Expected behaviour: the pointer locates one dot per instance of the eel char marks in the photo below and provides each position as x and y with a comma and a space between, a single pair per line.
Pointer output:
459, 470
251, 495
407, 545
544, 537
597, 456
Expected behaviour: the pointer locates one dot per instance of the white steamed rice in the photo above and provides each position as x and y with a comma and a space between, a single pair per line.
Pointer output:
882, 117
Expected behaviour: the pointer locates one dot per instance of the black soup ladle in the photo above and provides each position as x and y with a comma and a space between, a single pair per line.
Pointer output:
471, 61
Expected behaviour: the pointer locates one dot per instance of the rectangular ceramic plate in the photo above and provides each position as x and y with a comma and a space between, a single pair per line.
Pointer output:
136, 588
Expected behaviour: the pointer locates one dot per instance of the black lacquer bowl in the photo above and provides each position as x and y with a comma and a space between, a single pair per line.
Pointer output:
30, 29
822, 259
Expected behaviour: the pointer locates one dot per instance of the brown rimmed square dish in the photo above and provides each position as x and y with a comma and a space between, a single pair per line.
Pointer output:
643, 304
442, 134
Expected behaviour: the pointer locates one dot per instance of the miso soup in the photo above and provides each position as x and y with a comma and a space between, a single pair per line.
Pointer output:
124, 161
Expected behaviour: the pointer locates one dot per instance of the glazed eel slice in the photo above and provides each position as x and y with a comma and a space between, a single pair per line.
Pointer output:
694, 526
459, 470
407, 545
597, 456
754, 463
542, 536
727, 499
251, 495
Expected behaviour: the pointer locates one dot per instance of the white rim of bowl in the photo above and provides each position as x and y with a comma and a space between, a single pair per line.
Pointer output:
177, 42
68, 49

==

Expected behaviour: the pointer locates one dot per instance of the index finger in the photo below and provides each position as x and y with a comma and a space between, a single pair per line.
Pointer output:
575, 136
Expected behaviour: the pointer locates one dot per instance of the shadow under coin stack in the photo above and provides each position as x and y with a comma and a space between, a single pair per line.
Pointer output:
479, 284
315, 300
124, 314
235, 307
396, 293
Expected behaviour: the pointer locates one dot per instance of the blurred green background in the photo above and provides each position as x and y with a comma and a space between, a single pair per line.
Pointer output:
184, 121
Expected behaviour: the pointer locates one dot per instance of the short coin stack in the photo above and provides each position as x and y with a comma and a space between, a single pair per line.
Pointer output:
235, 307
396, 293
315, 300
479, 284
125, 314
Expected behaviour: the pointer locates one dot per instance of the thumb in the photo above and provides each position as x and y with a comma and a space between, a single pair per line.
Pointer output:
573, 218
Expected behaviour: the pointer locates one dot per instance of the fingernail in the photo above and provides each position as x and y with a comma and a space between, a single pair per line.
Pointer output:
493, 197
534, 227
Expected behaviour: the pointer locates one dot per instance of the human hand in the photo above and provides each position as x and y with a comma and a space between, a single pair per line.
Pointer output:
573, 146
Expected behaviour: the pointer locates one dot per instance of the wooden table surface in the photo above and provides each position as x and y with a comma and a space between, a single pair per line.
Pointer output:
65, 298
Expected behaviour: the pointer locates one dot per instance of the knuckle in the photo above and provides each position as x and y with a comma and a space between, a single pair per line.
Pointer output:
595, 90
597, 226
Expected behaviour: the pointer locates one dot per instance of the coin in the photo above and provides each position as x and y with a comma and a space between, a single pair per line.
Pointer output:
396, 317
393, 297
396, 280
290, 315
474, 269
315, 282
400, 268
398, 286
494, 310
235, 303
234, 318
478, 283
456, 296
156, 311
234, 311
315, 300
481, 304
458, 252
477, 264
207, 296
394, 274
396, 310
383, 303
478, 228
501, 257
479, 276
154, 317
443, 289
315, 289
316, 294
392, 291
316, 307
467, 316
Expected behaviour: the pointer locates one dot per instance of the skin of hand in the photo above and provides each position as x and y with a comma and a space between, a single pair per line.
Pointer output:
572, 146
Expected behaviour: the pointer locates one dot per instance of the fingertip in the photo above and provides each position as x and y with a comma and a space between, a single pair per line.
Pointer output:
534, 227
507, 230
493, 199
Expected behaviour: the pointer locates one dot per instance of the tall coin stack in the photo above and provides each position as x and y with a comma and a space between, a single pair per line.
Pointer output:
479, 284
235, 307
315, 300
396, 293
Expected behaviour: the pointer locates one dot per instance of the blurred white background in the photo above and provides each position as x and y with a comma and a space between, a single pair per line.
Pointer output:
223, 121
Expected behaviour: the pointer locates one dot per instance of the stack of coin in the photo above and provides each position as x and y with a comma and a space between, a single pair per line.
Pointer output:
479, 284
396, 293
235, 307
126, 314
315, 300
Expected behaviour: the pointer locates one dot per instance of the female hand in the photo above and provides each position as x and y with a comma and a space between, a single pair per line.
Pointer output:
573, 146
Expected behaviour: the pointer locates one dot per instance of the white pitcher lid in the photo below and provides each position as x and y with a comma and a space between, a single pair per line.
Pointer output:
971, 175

---

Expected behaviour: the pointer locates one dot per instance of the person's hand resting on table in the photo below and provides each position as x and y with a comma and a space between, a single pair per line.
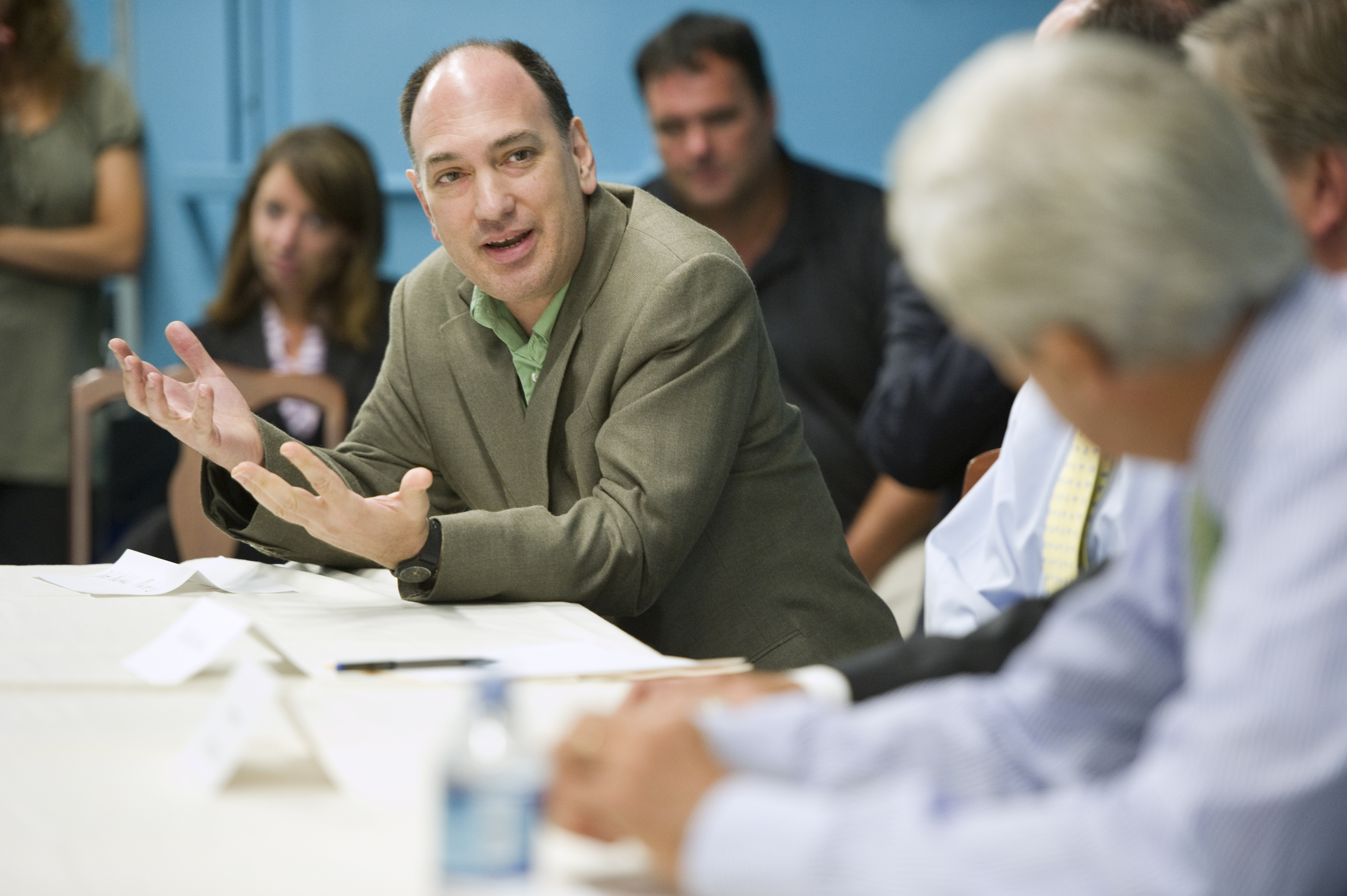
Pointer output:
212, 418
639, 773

WHAT IS EXPECTED
Return each line of the material above that contains the string "soup". Matching is case-sensitive.

EXPECTED ANSWER
Expected behaviour: the pointer locates one dot per instance of the black soup ladle in the photo above and provides each position as x and y with a comma and a space between, a single pair per line.
Expected behaviour: the pointer locates one dot per instance of the miso soup in the photo above and provides each position as x and y with a comma and a space between, a single pair per line.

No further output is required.